* Work required *
Copy each of the following records line for line, omitting the pictures.

Shape annotation entries:

* * * *

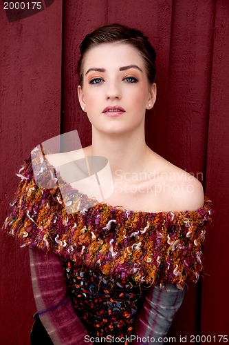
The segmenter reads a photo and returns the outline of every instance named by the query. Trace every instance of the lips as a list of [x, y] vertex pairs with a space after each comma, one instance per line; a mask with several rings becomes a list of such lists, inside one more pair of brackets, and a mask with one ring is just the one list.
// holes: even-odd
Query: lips
[[110, 115], [115, 115], [115, 114], [122, 114], [123, 112], [126, 112], [126, 110], [123, 109], [123, 108], [120, 107], [120, 106], [108, 106], [106, 107], [103, 110], [102, 110], [102, 114], [110, 114]]

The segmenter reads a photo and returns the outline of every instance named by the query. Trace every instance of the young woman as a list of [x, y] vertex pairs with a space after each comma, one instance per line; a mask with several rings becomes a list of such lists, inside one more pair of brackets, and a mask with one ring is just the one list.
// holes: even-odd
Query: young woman
[[[156, 99], [147, 37], [107, 25], [85, 37], [80, 52], [78, 93], [92, 144], [33, 150], [5, 228], [33, 248], [34, 297], [50, 344], [162, 344], [185, 284], [202, 269], [211, 201], [196, 179], [146, 144], [146, 110]], [[91, 157], [108, 162], [100, 181]], [[78, 188], [69, 170], [86, 183]]]

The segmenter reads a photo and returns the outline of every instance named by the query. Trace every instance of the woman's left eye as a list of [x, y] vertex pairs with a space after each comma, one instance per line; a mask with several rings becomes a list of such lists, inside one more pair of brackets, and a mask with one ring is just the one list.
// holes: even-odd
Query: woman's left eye
[[90, 84], [99, 84], [102, 81], [101, 78], [93, 78], [91, 80], [90, 80], [89, 83]]
[[124, 78], [124, 80], [128, 81], [128, 83], [136, 83], [137, 81], [138, 81], [138, 80], [134, 77], [126, 77], [126, 78]]

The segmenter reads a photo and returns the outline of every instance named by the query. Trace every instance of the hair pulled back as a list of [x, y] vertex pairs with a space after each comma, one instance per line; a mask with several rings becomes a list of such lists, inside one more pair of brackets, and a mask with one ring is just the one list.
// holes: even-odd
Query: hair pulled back
[[79, 84], [83, 84], [83, 62], [87, 52], [98, 44], [112, 42], [122, 42], [131, 45], [140, 52], [145, 63], [149, 84], [154, 82], [156, 70], [155, 60], [156, 52], [148, 40], [138, 30], [128, 28], [124, 25], [114, 23], [98, 28], [87, 34], [80, 46], [80, 58], [78, 63]]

* * * *

* Result of the task *
The segmenter reads a photo and returns the outline of every instance named by the query. Trace every instance of the lips as a list of [x, y] vertex pairs with a space after each comma, one instance per line; a mask with several rings becomes a list of such lists, inside one more pair of brackets, and a mask with one ring is just the one list.
// holes: even-odd
Query: lips
[[110, 115], [115, 115], [115, 114], [122, 114], [123, 112], [126, 112], [126, 110], [123, 109], [123, 108], [120, 107], [120, 106], [108, 106], [106, 107], [103, 110], [102, 110], [102, 114], [110, 114]]

The segmenter reads a photo and returns the outline of every instance named by the query. Trace every instance of the young woman as a list of [x, y] vertex pairs with a space after each comma, one instance per line; a mask with several rings becomes a list of such lists, inside one more pair of brackets, and a mask with one ring is just the one list.
// holes: even-odd
Query: young woman
[[[156, 99], [147, 37], [107, 25], [85, 37], [80, 52], [78, 93], [92, 144], [33, 150], [5, 228], [33, 248], [34, 297], [50, 344], [162, 344], [185, 284], [202, 269], [211, 201], [196, 179], [146, 144], [146, 110]], [[91, 157], [108, 162], [100, 181]], [[78, 188], [69, 170], [86, 183]]]

The segmenter reads a photo and returns the outline of every instance named by the query. Trace every instance of the woman's left eye as a list of [x, y] vertex pairs with a space after each comma, one instance per line; a mask with several rings becomes a list of such lists, inside one more pair of brackets, and a mask with one ring is just the one list.
// holes: even-odd
Query: woman's left eye
[[90, 84], [99, 84], [102, 81], [101, 78], [93, 78], [91, 80], [90, 80], [89, 83]]
[[124, 78], [124, 80], [128, 81], [128, 83], [136, 83], [137, 81], [138, 81], [138, 80], [134, 77], [126, 77], [126, 78]]

The segmenter reads a photo and returns the outline of every instance named by the query. Trace every instance of the hair pulled back as a list of [x, y] vertex pairs with a space after each comma, one instance per line; a mask with several rings becomes a list of such lists, inside one more pair of brackets, and a mask with one ring is just the one list.
// holes: even-odd
Query: hair pulled back
[[79, 84], [83, 84], [83, 62], [87, 52], [98, 44], [112, 42], [122, 42], [131, 45], [140, 52], [145, 63], [149, 84], [154, 82], [156, 70], [155, 60], [156, 52], [148, 40], [138, 30], [128, 28], [124, 25], [114, 23], [98, 28], [87, 34], [80, 46], [80, 58], [78, 63]]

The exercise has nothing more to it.